▶ _EXERCISE BRIEF_
Exactly reproduce the lines from the line containing "Where can the glove cuff" to the end of the data below, inclusive, and nothing else.
**********
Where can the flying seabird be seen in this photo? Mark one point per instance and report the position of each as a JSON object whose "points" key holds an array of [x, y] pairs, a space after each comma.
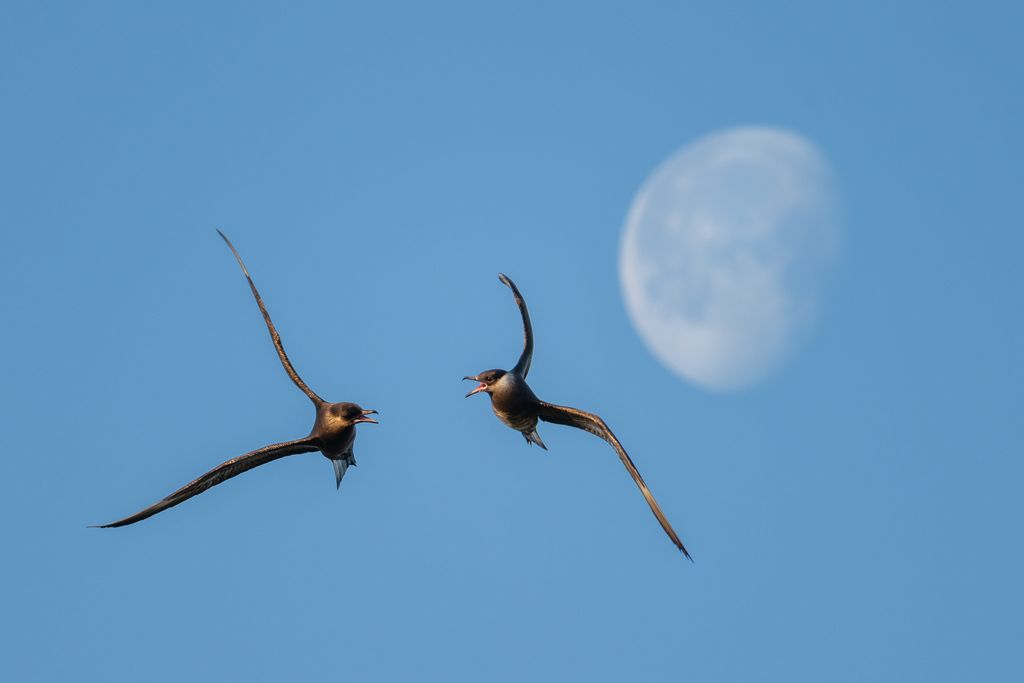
{"points": [[516, 404], [333, 432]]}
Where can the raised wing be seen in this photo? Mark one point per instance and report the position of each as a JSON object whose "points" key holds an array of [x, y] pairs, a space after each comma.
{"points": [[221, 473], [595, 425], [522, 367], [273, 331]]}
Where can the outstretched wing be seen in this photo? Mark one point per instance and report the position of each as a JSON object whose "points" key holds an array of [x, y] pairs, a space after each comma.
{"points": [[522, 367], [595, 425], [221, 473], [273, 331]]}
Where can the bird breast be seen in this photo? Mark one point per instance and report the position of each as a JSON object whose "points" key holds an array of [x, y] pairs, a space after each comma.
{"points": [[514, 402]]}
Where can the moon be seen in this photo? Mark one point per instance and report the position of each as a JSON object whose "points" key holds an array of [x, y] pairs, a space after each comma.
{"points": [[725, 252]]}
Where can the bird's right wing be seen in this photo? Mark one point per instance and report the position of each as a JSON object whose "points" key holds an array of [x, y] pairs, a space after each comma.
{"points": [[221, 473], [522, 367], [572, 417], [272, 330]]}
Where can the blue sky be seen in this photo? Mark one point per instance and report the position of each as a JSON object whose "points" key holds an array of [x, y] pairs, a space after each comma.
{"points": [[856, 516]]}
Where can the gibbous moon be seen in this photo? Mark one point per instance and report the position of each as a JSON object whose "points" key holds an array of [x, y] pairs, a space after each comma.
{"points": [[724, 254]]}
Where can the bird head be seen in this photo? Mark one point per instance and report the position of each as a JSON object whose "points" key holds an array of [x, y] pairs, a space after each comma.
{"points": [[487, 379], [349, 414]]}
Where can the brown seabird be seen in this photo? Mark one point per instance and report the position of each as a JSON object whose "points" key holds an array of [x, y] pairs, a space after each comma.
{"points": [[516, 404], [333, 432]]}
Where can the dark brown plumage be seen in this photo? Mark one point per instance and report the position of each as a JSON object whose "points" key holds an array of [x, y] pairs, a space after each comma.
{"points": [[333, 432], [516, 404]]}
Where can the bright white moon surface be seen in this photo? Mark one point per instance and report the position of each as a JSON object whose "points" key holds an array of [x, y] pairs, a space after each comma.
{"points": [[725, 252]]}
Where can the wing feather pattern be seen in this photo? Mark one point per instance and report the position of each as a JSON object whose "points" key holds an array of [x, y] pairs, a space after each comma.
{"points": [[522, 367], [221, 473], [272, 330], [571, 417]]}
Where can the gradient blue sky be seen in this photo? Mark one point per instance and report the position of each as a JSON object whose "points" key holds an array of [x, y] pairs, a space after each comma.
{"points": [[855, 517]]}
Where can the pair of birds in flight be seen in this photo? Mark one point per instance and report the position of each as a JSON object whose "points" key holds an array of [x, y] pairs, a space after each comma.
{"points": [[334, 426]]}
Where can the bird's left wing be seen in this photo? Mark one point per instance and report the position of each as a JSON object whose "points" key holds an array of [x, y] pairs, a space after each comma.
{"points": [[572, 417], [220, 473], [522, 367], [274, 337]]}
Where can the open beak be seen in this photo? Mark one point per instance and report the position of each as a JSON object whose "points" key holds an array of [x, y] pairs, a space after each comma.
{"points": [[366, 419], [477, 389]]}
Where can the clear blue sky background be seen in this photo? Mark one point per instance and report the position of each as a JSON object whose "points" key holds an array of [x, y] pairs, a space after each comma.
{"points": [[855, 517]]}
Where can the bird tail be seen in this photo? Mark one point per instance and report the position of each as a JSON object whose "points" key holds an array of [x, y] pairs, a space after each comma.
{"points": [[340, 467], [532, 437]]}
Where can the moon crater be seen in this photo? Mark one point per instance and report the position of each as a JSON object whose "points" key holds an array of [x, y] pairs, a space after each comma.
{"points": [[725, 251]]}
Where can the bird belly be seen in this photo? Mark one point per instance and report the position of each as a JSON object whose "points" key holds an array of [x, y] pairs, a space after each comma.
{"points": [[338, 444], [523, 422]]}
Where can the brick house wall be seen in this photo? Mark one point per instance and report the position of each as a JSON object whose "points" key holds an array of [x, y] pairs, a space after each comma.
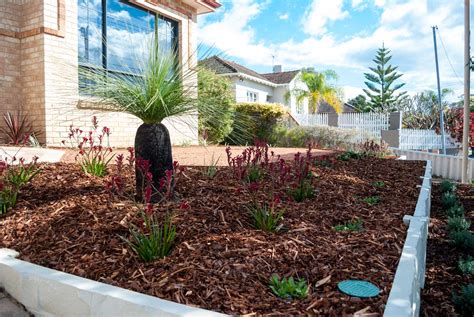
{"points": [[39, 69]]}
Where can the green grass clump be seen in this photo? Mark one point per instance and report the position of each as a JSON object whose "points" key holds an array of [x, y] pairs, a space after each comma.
{"points": [[458, 224], [266, 218], [353, 225], [462, 239], [447, 186], [466, 266], [464, 301], [457, 210], [371, 200], [288, 288]]}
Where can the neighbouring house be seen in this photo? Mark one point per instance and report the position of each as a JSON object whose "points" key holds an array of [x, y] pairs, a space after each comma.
{"points": [[275, 87], [43, 43]]}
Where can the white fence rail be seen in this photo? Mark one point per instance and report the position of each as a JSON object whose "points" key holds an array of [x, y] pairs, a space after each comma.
{"points": [[446, 166], [405, 296], [412, 139], [368, 123], [311, 119]]}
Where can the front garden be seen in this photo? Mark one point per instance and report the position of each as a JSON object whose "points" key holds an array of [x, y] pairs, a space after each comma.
{"points": [[262, 235]]}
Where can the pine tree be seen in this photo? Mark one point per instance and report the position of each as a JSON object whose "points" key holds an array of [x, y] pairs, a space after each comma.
{"points": [[382, 89]]}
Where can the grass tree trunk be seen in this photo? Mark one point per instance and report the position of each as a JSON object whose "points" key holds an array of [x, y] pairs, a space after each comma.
{"points": [[153, 143]]}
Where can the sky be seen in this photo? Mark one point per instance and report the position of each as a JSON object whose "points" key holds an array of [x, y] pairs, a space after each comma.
{"points": [[342, 35]]}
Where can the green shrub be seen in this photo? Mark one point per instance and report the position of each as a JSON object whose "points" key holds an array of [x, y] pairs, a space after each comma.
{"points": [[266, 218], [458, 224], [258, 122], [462, 239], [154, 240], [353, 225], [466, 266], [447, 186], [215, 91], [371, 200], [288, 288], [456, 211], [448, 199], [464, 301], [319, 136]]}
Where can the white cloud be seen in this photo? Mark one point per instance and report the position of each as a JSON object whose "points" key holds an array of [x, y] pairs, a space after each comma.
{"points": [[404, 27], [319, 13]]}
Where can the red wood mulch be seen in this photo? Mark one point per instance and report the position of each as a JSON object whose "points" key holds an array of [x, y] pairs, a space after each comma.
{"points": [[67, 221], [442, 274]]}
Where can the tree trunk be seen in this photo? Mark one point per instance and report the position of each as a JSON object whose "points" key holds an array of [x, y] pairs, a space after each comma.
{"points": [[153, 143]]}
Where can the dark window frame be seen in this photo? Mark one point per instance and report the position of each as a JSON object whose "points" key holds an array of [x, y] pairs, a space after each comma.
{"points": [[175, 35]]}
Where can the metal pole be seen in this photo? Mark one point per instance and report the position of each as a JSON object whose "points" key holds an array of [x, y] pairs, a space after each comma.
{"points": [[441, 114], [467, 82]]}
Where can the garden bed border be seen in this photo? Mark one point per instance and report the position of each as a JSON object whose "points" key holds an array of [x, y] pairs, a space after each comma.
{"points": [[46, 292], [405, 295]]}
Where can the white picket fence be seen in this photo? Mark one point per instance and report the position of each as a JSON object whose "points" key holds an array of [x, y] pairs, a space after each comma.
{"points": [[368, 123], [414, 139], [311, 119]]}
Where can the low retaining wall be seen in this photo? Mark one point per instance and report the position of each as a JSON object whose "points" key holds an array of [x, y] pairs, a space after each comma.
{"points": [[46, 293], [446, 166], [405, 296]]}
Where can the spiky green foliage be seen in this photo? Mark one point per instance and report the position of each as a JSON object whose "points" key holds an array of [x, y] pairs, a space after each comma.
{"points": [[458, 224], [382, 89], [353, 225], [447, 186], [360, 103], [457, 210], [266, 217], [464, 301], [154, 240], [466, 266], [288, 288], [319, 89], [161, 88], [462, 239]]}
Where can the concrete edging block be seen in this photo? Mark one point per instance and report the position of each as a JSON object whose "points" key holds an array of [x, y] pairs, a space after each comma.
{"points": [[46, 292], [405, 296]]}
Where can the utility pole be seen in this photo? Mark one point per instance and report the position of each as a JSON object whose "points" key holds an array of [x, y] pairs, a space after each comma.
{"points": [[467, 83], [441, 114]]}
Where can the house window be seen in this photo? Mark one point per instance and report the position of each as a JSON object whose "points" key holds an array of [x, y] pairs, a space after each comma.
{"points": [[252, 96], [116, 36]]}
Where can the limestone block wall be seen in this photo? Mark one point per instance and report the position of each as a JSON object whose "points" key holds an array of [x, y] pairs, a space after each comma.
{"points": [[39, 69]]}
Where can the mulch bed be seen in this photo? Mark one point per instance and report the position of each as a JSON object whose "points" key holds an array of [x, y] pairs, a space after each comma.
{"points": [[67, 221], [442, 274]]}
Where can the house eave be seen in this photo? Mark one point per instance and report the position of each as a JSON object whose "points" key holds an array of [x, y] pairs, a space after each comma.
{"points": [[203, 6], [255, 79]]}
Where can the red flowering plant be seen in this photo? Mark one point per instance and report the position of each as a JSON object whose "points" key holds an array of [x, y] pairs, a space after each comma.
{"points": [[95, 152], [14, 174]]}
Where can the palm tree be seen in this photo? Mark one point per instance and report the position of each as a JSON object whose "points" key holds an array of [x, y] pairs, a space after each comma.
{"points": [[319, 89], [160, 89]]}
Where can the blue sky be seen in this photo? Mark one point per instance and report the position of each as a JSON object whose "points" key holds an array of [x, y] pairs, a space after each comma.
{"points": [[342, 35]]}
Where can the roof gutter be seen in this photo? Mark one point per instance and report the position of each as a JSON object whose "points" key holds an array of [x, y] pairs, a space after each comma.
{"points": [[252, 78]]}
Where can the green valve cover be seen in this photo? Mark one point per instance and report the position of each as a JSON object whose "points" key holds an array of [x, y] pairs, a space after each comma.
{"points": [[356, 288]]}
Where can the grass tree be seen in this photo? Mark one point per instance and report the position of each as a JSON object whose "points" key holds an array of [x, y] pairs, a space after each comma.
{"points": [[161, 89], [318, 89]]}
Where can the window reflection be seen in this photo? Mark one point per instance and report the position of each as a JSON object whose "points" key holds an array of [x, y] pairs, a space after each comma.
{"points": [[127, 35]]}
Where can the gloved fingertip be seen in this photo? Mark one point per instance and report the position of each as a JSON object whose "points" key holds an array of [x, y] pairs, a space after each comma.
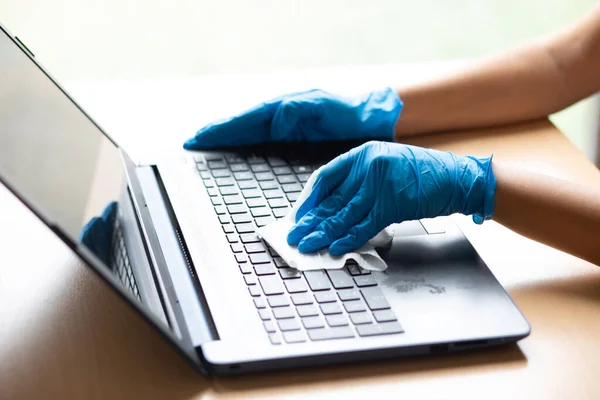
{"points": [[191, 144]]}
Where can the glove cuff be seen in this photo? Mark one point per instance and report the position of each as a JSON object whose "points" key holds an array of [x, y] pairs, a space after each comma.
{"points": [[385, 106], [485, 210]]}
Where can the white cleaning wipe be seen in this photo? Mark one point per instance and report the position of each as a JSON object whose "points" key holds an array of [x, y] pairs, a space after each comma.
{"points": [[275, 234]]}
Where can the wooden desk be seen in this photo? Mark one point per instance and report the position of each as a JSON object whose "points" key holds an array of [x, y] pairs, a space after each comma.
{"points": [[64, 335]]}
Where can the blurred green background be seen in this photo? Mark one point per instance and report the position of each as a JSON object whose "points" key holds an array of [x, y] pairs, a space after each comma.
{"points": [[131, 39]]}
**********
▶ _SOLVED PROBLEM_
Where can the glove cuff be seen in this photo? Mark one point per instance and report the position of each as a JSON object whose "points" key holds an array of [x, y] pairs, a space after each comma.
{"points": [[385, 106], [485, 210]]}
Where can the white cleaning wipe be seen in this photo? Mark one point per instance and report the position of each as a JSON object whose "points" key holds an array of [x, y] pairs, a space after each comma.
{"points": [[275, 234]]}
Where can the wooden desk be seen in this photo? Mark one point per instance and report the position of each as a JSON object whose "points" key holds an array of [x, y] pairs, a space after each comma.
{"points": [[64, 335]]}
Where can the blurred green background be seen in this photo? Mark one point per instance and report the position of each as a JSON object whose "points" key holds an array of [x, y] pairs, a space after each comma.
{"points": [[131, 39]]}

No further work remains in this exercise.